[Natural-language object grounding data]
○ ○ ○

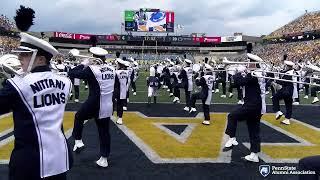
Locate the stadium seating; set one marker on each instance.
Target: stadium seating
(306, 22)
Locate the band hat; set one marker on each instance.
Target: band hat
(98, 51)
(208, 67)
(29, 43)
(289, 63)
(131, 59)
(188, 61)
(254, 57)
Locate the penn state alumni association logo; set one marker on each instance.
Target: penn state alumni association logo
(264, 170)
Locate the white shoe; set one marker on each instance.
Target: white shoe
(205, 122)
(296, 103)
(315, 100)
(119, 121)
(176, 100)
(231, 142)
(193, 110)
(102, 162)
(113, 118)
(253, 157)
(78, 146)
(240, 102)
(279, 114)
(286, 121)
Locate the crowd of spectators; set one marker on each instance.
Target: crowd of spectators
(7, 24)
(310, 21)
(8, 43)
(295, 51)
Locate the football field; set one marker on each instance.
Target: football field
(164, 142)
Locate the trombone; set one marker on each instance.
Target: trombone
(253, 73)
(93, 60)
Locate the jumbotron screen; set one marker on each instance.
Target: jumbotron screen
(149, 20)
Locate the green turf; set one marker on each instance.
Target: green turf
(164, 95)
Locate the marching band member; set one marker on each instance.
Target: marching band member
(101, 80)
(75, 81)
(314, 90)
(76, 87)
(232, 85)
(186, 83)
(153, 84)
(121, 87)
(285, 93)
(135, 77)
(130, 79)
(172, 78)
(221, 78)
(37, 101)
(251, 111)
(206, 82)
(296, 86)
(176, 80)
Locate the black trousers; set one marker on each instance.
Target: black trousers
(239, 90)
(125, 103)
(250, 115)
(223, 82)
(103, 129)
(19, 176)
(206, 108)
(176, 92)
(134, 87)
(311, 163)
(76, 92)
(306, 87)
(287, 97)
(314, 91)
(269, 85)
(118, 104)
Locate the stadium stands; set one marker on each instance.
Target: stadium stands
(305, 23)
(6, 23)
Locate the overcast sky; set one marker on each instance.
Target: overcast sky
(214, 17)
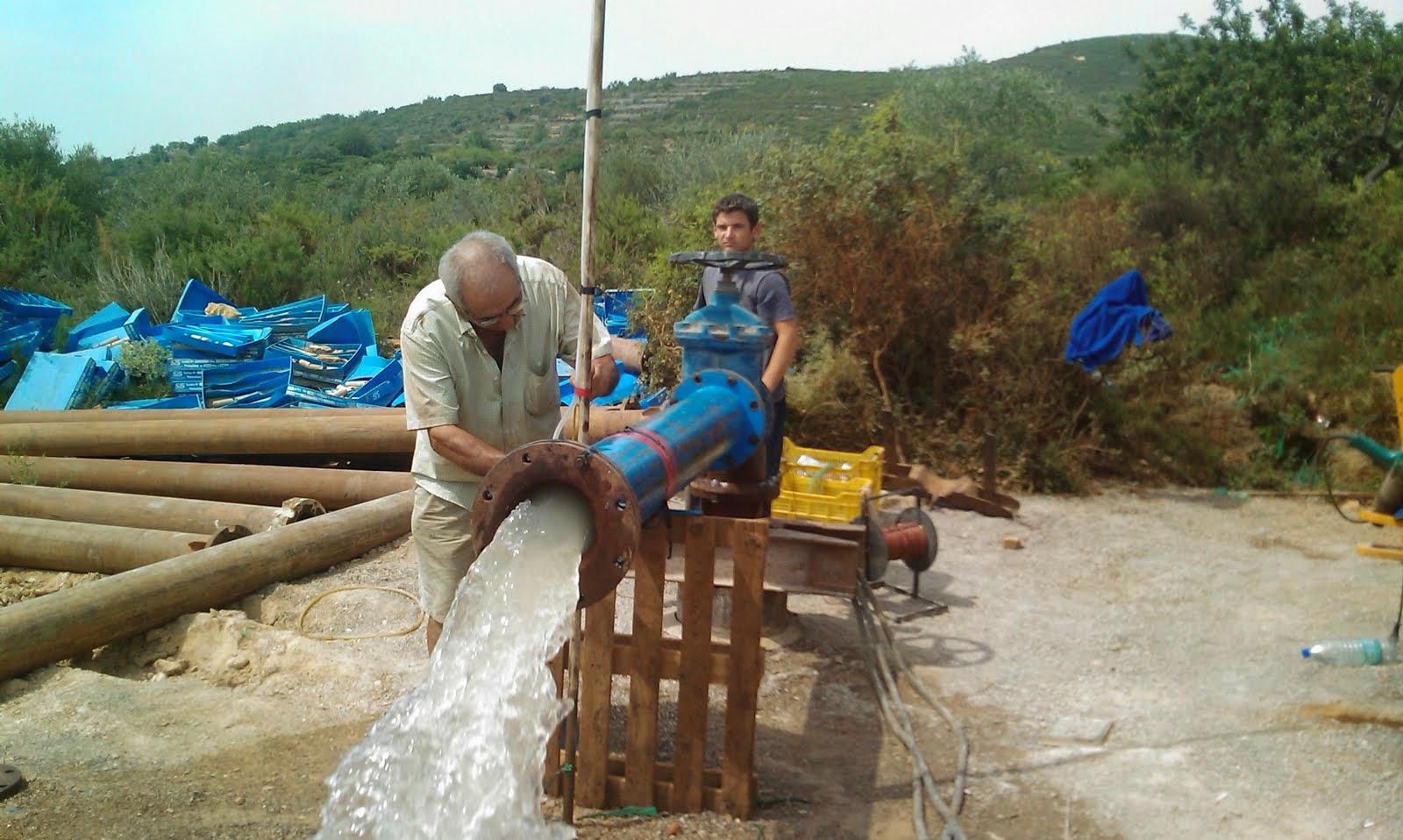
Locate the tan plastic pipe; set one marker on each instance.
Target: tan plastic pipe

○ ○ ○

Task brief:
With "pipe" as the string to match, show every line of the entries above that has it.

Reply to the task:
Locate the tan plastic pipe; set one marker on each instance.
Target: tan plastic pipe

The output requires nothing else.